> [Assignment] The response must contain the complete data, printed exactly.

[Stored items]
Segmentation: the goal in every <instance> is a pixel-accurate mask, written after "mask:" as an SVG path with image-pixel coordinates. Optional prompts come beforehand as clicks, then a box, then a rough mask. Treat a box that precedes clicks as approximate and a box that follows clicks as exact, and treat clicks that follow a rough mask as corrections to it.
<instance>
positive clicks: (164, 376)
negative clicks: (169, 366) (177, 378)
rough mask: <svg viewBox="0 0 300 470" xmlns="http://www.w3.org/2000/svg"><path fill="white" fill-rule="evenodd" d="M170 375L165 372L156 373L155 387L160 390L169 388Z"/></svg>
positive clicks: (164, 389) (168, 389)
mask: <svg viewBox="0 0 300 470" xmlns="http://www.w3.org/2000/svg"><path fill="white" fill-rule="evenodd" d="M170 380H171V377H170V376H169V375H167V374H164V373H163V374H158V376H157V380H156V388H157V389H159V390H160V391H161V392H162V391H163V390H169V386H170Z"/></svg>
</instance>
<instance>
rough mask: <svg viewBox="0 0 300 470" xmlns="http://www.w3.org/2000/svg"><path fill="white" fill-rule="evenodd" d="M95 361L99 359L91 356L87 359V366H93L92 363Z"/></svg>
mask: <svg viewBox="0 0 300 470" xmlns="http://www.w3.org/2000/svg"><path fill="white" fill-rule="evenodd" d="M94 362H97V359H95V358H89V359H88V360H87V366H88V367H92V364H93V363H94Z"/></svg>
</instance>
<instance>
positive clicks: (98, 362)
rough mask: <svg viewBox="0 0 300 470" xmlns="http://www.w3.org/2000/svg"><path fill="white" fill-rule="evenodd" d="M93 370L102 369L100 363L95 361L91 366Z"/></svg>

> [Finished task]
Segmentation: the goal in every <instance> is a pixel-accurate mask, written after "mask:" as an SVG path with image-pixel coordinates. Optional prompts come beforehand as clicks, then a box, then a rough mask. Treat a box that precedes clicks as approximate and a box that follows clicks as exact, and treat clicks that follow a rough mask as corrections to it.
<instance>
positive clicks: (164, 376)
negative clicks: (169, 366) (177, 378)
rough mask: <svg viewBox="0 0 300 470" xmlns="http://www.w3.org/2000/svg"><path fill="white" fill-rule="evenodd" d="M170 375L165 372L156 373L155 387L160 390L169 388Z"/></svg>
positive clicks: (164, 389) (168, 389)
mask: <svg viewBox="0 0 300 470" xmlns="http://www.w3.org/2000/svg"><path fill="white" fill-rule="evenodd" d="M170 380H171V377H170V376H169V375H167V374H164V373H163V374H158V376H157V380H156V388H157V389H159V390H160V391H161V392H162V391H163V390H169V386H170Z"/></svg>
</instance>
<instance>
rough mask: <svg viewBox="0 0 300 470" xmlns="http://www.w3.org/2000/svg"><path fill="white" fill-rule="evenodd" d="M95 361L99 359L91 356L87 359V366H93L92 363Z"/></svg>
mask: <svg viewBox="0 0 300 470" xmlns="http://www.w3.org/2000/svg"><path fill="white" fill-rule="evenodd" d="M94 362H97V359H95V358H89V359H88V360H87V366H88V367H92V364H93V363H94Z"/></svg>
</instance>
<instance>
positive clicks: (98, 362)
rough mask: <svg viewBox="0 0 300 470" xmlns="http://www.w3.org/2000/svg"><path fill="white" fill-rule="evenodd" d="M93 370L102 369L100 363L95 361L91 366Z"/></svg>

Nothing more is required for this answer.